start

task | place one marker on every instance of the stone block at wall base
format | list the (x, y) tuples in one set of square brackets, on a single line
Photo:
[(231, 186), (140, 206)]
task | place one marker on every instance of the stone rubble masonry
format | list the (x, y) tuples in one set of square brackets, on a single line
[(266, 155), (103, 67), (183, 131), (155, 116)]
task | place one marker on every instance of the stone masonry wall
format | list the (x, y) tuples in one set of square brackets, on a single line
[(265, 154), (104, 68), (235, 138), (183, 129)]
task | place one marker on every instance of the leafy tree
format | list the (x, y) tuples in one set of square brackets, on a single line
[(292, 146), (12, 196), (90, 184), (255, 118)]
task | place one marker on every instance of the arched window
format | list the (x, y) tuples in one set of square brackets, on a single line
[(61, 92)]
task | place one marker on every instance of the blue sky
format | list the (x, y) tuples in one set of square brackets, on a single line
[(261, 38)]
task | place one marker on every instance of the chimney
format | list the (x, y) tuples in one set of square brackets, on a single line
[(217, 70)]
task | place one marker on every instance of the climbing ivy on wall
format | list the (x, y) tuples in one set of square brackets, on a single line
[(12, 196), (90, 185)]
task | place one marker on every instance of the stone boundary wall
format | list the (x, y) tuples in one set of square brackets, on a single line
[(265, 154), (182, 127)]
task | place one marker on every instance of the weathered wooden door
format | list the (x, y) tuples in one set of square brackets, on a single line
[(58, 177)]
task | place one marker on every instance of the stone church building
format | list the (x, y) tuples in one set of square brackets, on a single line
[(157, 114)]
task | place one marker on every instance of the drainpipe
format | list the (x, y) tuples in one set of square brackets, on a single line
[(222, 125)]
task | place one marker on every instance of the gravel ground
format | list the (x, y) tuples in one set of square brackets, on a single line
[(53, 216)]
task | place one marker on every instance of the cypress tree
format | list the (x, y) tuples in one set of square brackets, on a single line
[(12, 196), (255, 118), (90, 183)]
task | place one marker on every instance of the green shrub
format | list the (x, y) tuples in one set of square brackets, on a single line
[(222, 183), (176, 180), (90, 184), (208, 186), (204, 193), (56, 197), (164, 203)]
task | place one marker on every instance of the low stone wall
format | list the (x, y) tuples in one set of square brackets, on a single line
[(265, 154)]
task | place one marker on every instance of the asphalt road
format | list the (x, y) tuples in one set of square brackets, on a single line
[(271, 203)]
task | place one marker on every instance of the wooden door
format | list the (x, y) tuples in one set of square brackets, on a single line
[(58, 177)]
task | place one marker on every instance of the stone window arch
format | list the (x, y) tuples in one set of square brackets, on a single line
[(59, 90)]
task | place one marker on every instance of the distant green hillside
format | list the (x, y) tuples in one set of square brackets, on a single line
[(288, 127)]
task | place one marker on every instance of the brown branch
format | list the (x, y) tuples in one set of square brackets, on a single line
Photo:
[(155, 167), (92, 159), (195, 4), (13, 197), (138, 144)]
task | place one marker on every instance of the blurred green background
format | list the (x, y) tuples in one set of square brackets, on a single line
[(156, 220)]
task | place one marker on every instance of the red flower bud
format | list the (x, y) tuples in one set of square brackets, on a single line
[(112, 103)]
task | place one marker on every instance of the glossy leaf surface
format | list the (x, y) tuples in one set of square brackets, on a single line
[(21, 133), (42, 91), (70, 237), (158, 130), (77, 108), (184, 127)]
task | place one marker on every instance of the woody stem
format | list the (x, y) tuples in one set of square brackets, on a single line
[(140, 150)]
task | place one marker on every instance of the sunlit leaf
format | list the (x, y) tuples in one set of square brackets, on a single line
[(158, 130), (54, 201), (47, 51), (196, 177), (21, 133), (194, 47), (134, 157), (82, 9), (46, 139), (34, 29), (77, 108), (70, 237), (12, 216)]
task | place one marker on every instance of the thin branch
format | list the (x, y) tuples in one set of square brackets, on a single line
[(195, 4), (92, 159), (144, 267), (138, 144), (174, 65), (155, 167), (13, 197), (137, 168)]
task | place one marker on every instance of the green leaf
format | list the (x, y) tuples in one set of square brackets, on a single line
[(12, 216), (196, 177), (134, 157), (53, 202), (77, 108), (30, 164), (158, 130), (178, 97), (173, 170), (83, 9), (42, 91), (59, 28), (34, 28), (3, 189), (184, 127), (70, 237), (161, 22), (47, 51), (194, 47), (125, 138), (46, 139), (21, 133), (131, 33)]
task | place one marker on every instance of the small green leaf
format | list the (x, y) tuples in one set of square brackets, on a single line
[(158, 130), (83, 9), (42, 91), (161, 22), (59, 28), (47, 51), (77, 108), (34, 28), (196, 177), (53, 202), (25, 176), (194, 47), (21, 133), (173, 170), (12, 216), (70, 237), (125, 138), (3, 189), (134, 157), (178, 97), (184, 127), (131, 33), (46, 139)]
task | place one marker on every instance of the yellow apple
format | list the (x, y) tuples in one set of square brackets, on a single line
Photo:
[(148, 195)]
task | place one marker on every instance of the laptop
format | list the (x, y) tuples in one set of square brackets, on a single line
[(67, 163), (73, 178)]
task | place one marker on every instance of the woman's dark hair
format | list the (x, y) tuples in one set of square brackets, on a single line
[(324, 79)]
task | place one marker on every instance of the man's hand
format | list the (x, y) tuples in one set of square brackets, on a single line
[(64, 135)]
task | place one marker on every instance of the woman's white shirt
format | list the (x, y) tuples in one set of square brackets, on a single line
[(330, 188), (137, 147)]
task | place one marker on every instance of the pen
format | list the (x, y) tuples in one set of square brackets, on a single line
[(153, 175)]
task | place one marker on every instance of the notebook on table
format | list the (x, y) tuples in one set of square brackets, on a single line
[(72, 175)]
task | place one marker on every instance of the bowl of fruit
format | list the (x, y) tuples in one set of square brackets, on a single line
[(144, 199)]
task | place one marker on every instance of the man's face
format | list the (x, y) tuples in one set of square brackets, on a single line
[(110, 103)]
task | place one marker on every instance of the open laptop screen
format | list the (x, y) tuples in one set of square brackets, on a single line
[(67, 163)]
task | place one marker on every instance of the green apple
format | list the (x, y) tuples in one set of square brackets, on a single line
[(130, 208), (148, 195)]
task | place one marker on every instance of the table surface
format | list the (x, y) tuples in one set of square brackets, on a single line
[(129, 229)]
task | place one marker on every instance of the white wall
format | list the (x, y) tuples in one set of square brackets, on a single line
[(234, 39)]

end

- THE PROBLEM: Please turn all the lines above into a numbered list, leaving out any blank lines.

- OUTPUT BELOW:
1. task | place one marker on every instance of the stone block at wall base
2. format | list the (x, y) tuples in one set of square brackets, on a single line
3. Photo:
4. [(231, 186), (140, 206)]
5. task | place one marker on every instance of the stone rubble masonry
6. format | list the (x, y) tuples in one set of square brackets, on a single line
7. [(266, 155), (103, 67), (183, 131), (155, 116)]
8. task | place one marker on every instance of the stone masonry wall
9. format | list the (x, y) tuples in one set of square brackets, on a single line
10. [(265, 154), (104, 68), (235, 138), (183, 129)]
11. task | place one marker on every instance of the leafy tree
12. format | list the (x, y) tuples in one set of square brackets, on a single line
13. [(292, 146), (12, 196), (90, 184), (255, 118)]
14. task | place one marker on every instance of the arched window
15. format | list the (x, y) tuples in one set of square brackets, on a single line
16. [(61, 92)]
17. task | place one marker on every instance of the blue sky
18. format | list the (x, y) tuples in one set of square brackets, on a single line
19. [(261, 38)]
20. task | place one marker on every instance of the chimney
21. format | list the (x, y) tuples in one set of square brackets, on a single line
22. [(217, 70)]
23. task | place one marker on every instance of the climbing ivy on wall
24. format | list the (x, y) tuples in one set of square brackets, on a single line
25. [(12, 196), (90, 185)]
26. task | place one marker on every instance of the stone boundary wall
27. format | list the (x, y) tuples in one set of square brackets, on a single line
28. [(265, 154), (182, 127)]
29. task | place one marker on every instance of the weathered wooden door
30. format | list the (x, y) tuples in one set of square brackets, on a single line
31. [(58, 177)]
32. task | place one marker on every instance of the stone church building
33. format | list the (x, y) tuples in one set of square brackets, on a single line
34. [(157, 114)]
35. task | place one marker on every instance of the drainpipe
36. format | list the (x, y) tuples in one set of square brackets, on a single line
37. [(222, 125)]
38. task | place one marker on every instance of the gravel ground
39. format | list the (x, y) tuples in one set of square brackets, on a single line
40. [(53, 216)]
41. task | place one marker on every instance of the cypress tree
42. format | list the (x, y) tuples in one set of square brackets, on a single line
43. [(12, 196), (255, 118), (90, 183)]
44. task | place one marker on every instance of the green shrub
45. format | list the (x, y) tuples in one set of square brackets, on a single line
46. [(222, 183), (176, 180), (90, 184), (208, 186), (204, 193), (56, 197), (164, 203)]
47. task | place one marker on every instance of the low stone wall
48. format | list the (x, y) tuples in one set of square brackets, on a single line
49. [(265, 154)]
50. task | place one marker on every instance of the asphalt road
51. format | list the (x, y) tuples in one set of square brackets, on a single line
52. [(271, 203)]
53. task | place one marker on every instance of the wooden door
54. format | list the (x, y) tuples in one set of square brackets, on a single line
55. [(58, 177)]
56. task | place one marker on every instance of the stone window arch
57. format | list the (x, y) tuples in one set of square brackets, on a single line
58. [(59, 90)]
59. task | place one marker on every instance of the distant green hillside
60. format | list the (x, y) tuples in one set of square brackets, on a single line
61. [(288, 127)]
62. task | place one marker on every instance of the brown branch
63. format | list the (x, y) tuples in one set of square brackets, on a single line
64. Photo:
65. [(155, 167), (92, 159), (195, 4), (13, 197), (138, 144)]
66. task | place one marker on every instance of the blurred green background
67. format | list the (x, y) tuples in one set of square brackets, on a single line
68. [(156, 220)]
69. task | place one marker on every instance of the red flower bud
70. format | list the (x, y) tuples in one set of square brackets, on a single line
71. [(112, 103)]
72. task | place one marker on every instance of the glossy leaf surface
73. format | list the (x, y) tuples in one set of square brackets, on a single line
74. [(21, 133), (42, 91), (70, 237), (158, 130), (77, 108), (184, 127)]
75. task | place one marker on every instance of the woody stem
76. format | list the (x, y) tuples in one set of square brackets, on a single line
77. [(140, 150)]
78. task | place one marker on every instance of the sunlit leaf
79. format | list the (x, y) tuples in one set of square brackets, on a single line
80. [(158, 130), (54, 201), (47, 51), (196, 177), (21, 133), (194, 47), (134, 157), (82, 9), (46, 139), (34, 29), (77, 108), (70, 237), (12, 216)]
81. task | place one marker on every instance of the thin branch
82. format | list the (x, y) tuples in one set of square brackets, on a single line
83. [(195, 4), (92, 159), (144, 267), (138, 144), (174, 65), (155, 167), (13, 197), (137, 168)]
84. task | place one marker on every instance of the green leaf
85. format | list the (x, y) tuples in one set of square brackets, on a single line
86. [(12, 216), (196, 177), (134, 157), (53, 202), (77, 108), (30, 164), (158, 130), (178, 97), (173, 170), (83, 9), (42, 91), (59, 28), (34, 28), (3, 189), (184, 127), (70, 237), (161, 22), (47, 51), (194, 47), (125, 138), (46, 139), (21, 133), (131, 33)]
87. task | place one marker on every instance of the small green leaf
88. format | list the (x, y) tuples in one set of square brackets, on a single line
89. [(158, 130), (83, 9), (42, 91), (161, 22), (59, 28), (47, 51), (77, 108), (34, 28), (196, 177), (53, 202), (25, 176), (194, 47), (21, 133), (173, 170), (12, 216), (70, 237), (125, 138), (3, 189), (134, 157), (178, 97), (184, 127), (131, 33), (46, 139)]
90. task | place one marker on every instance of the yellow apple
91. format | list the (x, y) tuples in one set of square brackets, on a single line
92. Photo:
93. [(148, 195)]
94. task | place one marker on every instance of the laptop
95. format | list the (x, y) tuples in one set of square brackets, on a single line
96. [(67, 163), (73, 178)]
97. task | place one marker on every instance of the woman's dark hair
98. format | list the (x, y) tuples in one set of square brackets, on a single line
99. [(324, 79)]
100. task | place one marker on every instance of the man's hand
101. format | list the (x, y) tuples in one set of square brackets, on a single line
102. [(64, 135)]
103. task | place one marker on every instance of the woman's white shirt
104. format | list the (x, y) tuples in one set of square brackets, on a single line
105. [(330, 188), (137, 147)]
106. task | place one marker on every instance of the pen
107. format | list the (x, y) tuples in one set of square brackets, on a single line
108. [(153, 175)]
109. task | place one marker on every instance of the notebook on table
110. format | list the (x, y) tuples in one set of square brackets, on a single line
111. [(72, 175)]
112. task | place one marker on every instance of the bowl of fruit
113. format | list the (x, y) tuples in one set of square brackets, on a single line
114. [(144, 199)]
115. task | place one marker on every instance of the man's face
116. format | list the (x, y) tuples in one set of square brackets, on a single line
117. [(110, 103)]
118. task | place one marker on every instance of the open laptop screen
119. format | list the (x, y) tuples in one set of square brackets, on a single line
120. [(67, 163)]
121. task | place one marker on every instance of the green apple
122. format | list the (x, y) tuples in one set of square brackets, on a single line
123. [(130, 208), (148, 195)]
124. task | place one marker on every instance of the table surface
125. format | list the (x, y) tuples in one set of square brackets, on a single line
126. [(129, 229)]
127. task | place one marker on every instance of the white wall
128. format | list the (x, y) tuples in one set of square brackets, on a single line
129. [(234, 39)]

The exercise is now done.